DESCRIPTION OF THE TASK =>
Print out the material that follows word for word.

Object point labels
══════════════════════════════

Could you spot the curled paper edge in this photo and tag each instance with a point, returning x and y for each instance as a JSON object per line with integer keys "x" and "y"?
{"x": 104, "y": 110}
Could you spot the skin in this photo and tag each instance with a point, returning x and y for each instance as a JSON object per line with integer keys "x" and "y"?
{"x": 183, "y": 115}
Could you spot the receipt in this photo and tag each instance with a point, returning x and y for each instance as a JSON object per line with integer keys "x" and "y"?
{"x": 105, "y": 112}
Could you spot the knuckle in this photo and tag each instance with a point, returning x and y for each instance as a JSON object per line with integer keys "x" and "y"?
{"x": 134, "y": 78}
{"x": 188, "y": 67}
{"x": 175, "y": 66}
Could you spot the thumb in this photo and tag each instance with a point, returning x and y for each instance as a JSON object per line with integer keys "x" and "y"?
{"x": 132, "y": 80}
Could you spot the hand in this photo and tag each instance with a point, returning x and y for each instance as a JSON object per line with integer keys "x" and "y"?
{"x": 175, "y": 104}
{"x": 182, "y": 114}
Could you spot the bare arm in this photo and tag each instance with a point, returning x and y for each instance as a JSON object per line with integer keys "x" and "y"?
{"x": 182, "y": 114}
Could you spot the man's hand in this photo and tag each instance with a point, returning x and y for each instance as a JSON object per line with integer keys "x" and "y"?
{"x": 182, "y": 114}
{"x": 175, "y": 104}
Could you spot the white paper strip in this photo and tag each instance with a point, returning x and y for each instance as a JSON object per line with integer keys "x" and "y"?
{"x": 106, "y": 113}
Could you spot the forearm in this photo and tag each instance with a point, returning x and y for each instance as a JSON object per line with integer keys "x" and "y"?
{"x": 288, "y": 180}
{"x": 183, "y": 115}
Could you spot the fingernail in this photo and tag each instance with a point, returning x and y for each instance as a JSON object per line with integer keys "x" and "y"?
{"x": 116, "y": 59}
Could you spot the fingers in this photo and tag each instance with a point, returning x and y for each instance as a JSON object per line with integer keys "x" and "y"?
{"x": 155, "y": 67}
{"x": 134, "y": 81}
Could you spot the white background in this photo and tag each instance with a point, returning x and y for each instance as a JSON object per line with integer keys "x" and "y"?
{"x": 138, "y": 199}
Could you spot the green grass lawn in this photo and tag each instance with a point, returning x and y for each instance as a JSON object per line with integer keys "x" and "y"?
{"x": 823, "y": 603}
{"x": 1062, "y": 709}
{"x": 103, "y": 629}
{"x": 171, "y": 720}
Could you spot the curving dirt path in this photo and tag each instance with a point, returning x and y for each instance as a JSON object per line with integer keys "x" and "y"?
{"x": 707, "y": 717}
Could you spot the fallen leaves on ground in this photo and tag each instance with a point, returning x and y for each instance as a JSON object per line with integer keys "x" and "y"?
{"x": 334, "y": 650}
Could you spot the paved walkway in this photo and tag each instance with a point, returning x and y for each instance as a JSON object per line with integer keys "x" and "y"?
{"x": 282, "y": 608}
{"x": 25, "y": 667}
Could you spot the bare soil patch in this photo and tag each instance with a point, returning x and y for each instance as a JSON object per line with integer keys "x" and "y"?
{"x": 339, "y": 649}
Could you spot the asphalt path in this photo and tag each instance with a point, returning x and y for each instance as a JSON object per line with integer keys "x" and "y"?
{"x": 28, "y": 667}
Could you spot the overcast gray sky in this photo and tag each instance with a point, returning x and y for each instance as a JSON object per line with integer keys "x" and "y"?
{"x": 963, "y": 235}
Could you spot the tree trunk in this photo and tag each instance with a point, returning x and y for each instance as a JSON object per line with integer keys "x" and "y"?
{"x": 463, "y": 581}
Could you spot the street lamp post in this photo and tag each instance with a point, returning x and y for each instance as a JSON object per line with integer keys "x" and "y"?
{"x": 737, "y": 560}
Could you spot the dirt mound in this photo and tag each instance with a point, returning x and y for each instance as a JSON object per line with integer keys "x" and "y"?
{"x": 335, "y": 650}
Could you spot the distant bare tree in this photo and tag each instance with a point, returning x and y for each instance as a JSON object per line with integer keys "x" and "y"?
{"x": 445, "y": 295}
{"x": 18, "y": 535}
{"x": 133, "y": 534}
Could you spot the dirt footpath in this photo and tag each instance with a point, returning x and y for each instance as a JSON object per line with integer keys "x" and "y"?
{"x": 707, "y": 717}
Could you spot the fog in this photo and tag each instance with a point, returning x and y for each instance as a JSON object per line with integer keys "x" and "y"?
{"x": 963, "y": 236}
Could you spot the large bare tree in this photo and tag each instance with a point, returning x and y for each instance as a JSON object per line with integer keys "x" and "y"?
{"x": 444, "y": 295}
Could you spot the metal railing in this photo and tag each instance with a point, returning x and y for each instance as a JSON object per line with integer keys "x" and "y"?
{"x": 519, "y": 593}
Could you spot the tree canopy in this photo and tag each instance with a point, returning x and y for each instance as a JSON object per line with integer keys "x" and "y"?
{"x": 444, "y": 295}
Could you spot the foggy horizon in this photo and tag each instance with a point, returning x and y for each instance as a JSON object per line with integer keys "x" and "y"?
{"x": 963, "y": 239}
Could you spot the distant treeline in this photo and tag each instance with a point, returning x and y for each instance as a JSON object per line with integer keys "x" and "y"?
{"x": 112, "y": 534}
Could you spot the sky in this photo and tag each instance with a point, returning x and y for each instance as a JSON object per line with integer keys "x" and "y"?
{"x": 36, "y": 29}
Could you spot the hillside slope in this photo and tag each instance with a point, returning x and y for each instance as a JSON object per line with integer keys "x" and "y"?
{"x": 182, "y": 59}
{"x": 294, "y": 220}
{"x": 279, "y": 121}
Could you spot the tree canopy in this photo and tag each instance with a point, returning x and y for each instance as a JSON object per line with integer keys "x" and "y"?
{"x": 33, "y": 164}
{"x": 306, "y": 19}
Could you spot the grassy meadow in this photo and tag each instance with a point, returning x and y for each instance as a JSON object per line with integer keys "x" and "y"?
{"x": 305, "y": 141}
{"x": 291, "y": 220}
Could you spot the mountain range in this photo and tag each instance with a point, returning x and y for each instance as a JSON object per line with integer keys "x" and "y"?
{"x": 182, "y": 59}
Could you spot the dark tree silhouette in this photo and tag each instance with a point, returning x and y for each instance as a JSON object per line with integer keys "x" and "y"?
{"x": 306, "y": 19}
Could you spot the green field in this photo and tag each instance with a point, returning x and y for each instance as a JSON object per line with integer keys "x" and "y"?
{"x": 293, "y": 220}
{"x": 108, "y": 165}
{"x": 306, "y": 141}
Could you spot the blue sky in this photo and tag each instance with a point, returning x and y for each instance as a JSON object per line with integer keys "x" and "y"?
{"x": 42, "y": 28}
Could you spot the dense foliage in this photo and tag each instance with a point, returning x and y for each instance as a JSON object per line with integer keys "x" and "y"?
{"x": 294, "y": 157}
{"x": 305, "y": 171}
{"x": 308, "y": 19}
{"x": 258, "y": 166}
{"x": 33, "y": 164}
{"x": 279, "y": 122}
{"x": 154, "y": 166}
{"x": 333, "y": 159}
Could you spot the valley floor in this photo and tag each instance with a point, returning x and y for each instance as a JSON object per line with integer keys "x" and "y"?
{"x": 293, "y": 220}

══════════════════════════════

THE RESPONSE =>
Could you spot the curled paper edge in this photo and tag each instance with a point, returning x and y for each instance as a JSON object per line with integer keys "x" and "y"?
{"x": 104, "y": 110}
Could you spot the skin in this photo and tag each instance with a point, returning x and y for each instance as a JSON object per line with integer keys "x" and "y"?
{"x": 183, "y": 115}
Could you spot the receipt in this photo and tag each instance with a point, returning x and y for each instance as a JSON object per line with integer keys "x" and "y"?
{"x": 105, "y": 112}
Could you spot the knuckle in this photo and tag each instance with a point, returning x and y for each instance as a JSON object per line with integer keys "x" and "y"?
{"x": 134, "y": 78}
{"x": 188, "y": 67}
{"x": 175, "y": 66}
Could you spot the thumb in this photo and tag each instance with a point, returning x and y for each instance as a JSON object per line with integer keys "x" and "y"?
{"x": 132, "y": 80}
Could you spot the hand in this photo and tag each instance with a point, returning x and y for each instance as a JSON object per line with integer keys "x" and "y"?
{"x": 175, "y": 104}
{"x": 182, "y": 114}
Could you spot the bare arm in this photo and tag each instance with a point, returning x and y for each instance as a JSON object per line with integer keys "x" and "y"?
{"x": 182, "y": 114}
Could you spot the man's hand in this photo and tag each instance with a point, returning x and y for each instance as a JSON object per line with integer keys "x" and "y"?
{"x": 182, "y": 114}
{"x": 175, "y": 104}
Could you spot the white paper strip in this photo and tag each instance with a point, returning x and y for each instance as a JSON object per line with integer keys "x" and "y"?
{"x": 106, "y": 113}
Could you spot the forearm in this photo and tag each instance with a point, returning x and y for each instance as a JSON object per line with integer keys "x" and "y"?
{"x": 288, "y": 180}
{"x": 183, "y": 115}
Could you spot the fingernail in this photo and tag each instance with a point, returning x and y for each instance as a JSON object per line with integer keys "x" and "y"?
{"x": 116, "y": 59}
Could you spot the fingers in this photo and tag each instance with a point, returning x and y for each instance as a JSON object per line with integer keys "x" and "y"?
{"x": 155, "y": 67}
{"x": 134, "y": 81}
Could you spot the white background in this photo and tag each instance with a point, returning x and y for each instance as a JSON object per line with integer keys "x" and "y"?
{"x": 138, "y": 199}
Could you spot the green grass lawn in this photo and tag each instance with a point, returning x and y for each instance as a JSON object per line with integer keys "x" and "y"?
{"x": 823, "y": 603}
{"x": 1062, "y": 709}
{"x": 103, "y": 629}
{"x": 171, "y": 720}
Could you spot the curving dirt path in this photo and tag each instance with a point, returning x and y for each instance as a JSON object per line with integer keys "x" and "y"?
{"x": 707, "y": 717}
Could you spot the fallen leaves on ground in this photo and tag each instance with a point, returning x and y for each instance as a JSON object per line with integer keys "x" and "y"?
{"x": 334, "y": 650}
Could you spot the paved walkway in this photo and tag each instance with a point, returning x and y for each instance as a JSON object per line with integer keys "x" and "y"?
{"x": 282, "y": 608}
{"x": 25, "y": 667}
Could you spot the bare soil patch in this photo and tag each instance with a point, returning x and y for each instance as a JSON object per line with integer keys "x" and "y"?
{"x": 339, "y": 649}
Could you spot the asphalt path in this photo and tag each instance with a point, returning x and y for each instance as a JSON object per line with integer keys "x" and "y"?
{"x": 28, "y": 667}
Could you spot the overcast gray sky in this photo and tag each instance with a point, returning x and y for each instance as a JSON object per line with integer keys "x" and "y"?
{"x": 963, "y": 235}
Could you spot the tree trunk in this photo and tag each instance with a point, returning x and y for each instance as a JSON object per line with integer keys "x" and "y"?
{"x": 463, "y": 581}
Could you spot the street lamp post in this photo and tag each instance with a point, returning x and y for each instance as a JSON object per line with integer keys "x" and "y"?
{"x": 737, "y": 560}
Could you spot the dirt mound in this photo and tag each instance with a point, returning x and y for each instance as a JSON object per line with integer keys "x" and "y"?
{"x": 335, "y": 650}
Could you spot the distant bare tree in this photo and tag each instance with a point, returning x and y for each instance as a JSON object per line with integer keys "x" and "y"?
{"x": 445, "y": 295}
{"x": 18, "y": 535}
{"x": 133, "y": 534}
Could you spot the dirt footpath in this photo and tag each instance with a point, returning x and y for each instance as a JSON object per line with integer keys "x" and "y"?
{"x": 707, "y": 717}
Could you spot the fog in this photo and tag each instance with a point, returning x and y for each instance as a JSON object per line with integer keys "x" and "y"?
{"x": 963, "y": 236}
Could you spot the large bare tree in this photo and tag each instance with a point, returning x and y for each instance as a JSON object per line with integer keys "x" and "y"?
{"x": 444, "y": 295}
Could you spot the metal railing in this photo and tag each instance with a point, returning x and y for each instance as a JSON object per line with integer keys "x" and "y"?
{"x": 519, "y": 593}
Could you spot the tree canopy in this photo and tag each instance with a point, returning x and y for each instance as a JSON object per line with integer keys "x" and "y"?
{"x": 444, "y": 295}
Could you spot the foggy horizon in this photo and tag each instance with a point, returning x and y for each instance as a JSON object per line with integer keys "x" and "y"?
{"x": 963, "y": 239}
Could you spot the distant treeline in this photo and tag each instance with a point, returning x and y for each instance as a JSON object per line with integer keys "x" and "y"?
{"x": 112, "y": 534}
Could you spot the sky in this photo and tag each instance with a point, returning x and y for each instance as a JSON object per line with integer keys "x" and "y"?
{"x": 36, "y": 29}
Could you spot the hillside slope in this photo and tag each instance with a point, returning x and y for each instance as a JSON object per line with integer keys "x" and "y"?
{"x": 182, "y": 59}
{"x": 294, "y": 220}
{"x": 279, "y": 121}
Could you spot the tree canopy in this photo and tag each instance with a point, returning x and y for each instance as a JSON object per line with integer keys "x" and "y"?
{"x": 33, "y": 164}
{"x": 306, "y": 19}
Could you spot the grassy meadow in this photo and tag each instance with a point, returning x and y for each instance as a JSON object per line with integer keys "x" and "y"?
{"x": 305, "y": 141}
{"x": 291, "y": 220}
Could you spot the mountain range in this photo and tag each instance with a point, returning x and y for each instance as a JSON object per line with integer keys "x" and "y"?
{"x": 182, "y": 59}
Could you spot the dark tree silhouette in this photo and tag each instance with a point, returning x and y for each instance as a JSON object per line with integer keys "x" and "y"?
{"x": 306, "y": 19}
Could you spot the green field in this photo and tag each instance with a point, returning x and y for each instance as a JSON object per line with integer keys "x" and "y"?
{"x": 293, "y": 220}
{"x": 108, "y": 165}
{"x": 306, "y": 141}
Could you spot the blue sky in this photo and tag each instance with a point, returning x and y for each instance as a JSON object per line with integer keys "x" and "y"?
{"x": 42, "y": 28}
Could you spot the dense foliage in this photo and tag each instance with a point, returning x and y for each instance as a JSON object per line with integer keys "x" and "y"?
{"x": 294, "y": 157}
{"x": 305, "y": 171}
{"x": 308, "y": 19}
{"x": 258, "y": 166}
{"x": 33, "y": 164}
{"x": 279, "y": 122}
{"x": 154, "y": 166}
{"x": 333, "y": 159}
Could you spot the valley floor in this photo and tag each instance with a point, returning x and y for each instance as a JSON object per line with integer keys "x" and "y"?
{"x": 293, "y": 220}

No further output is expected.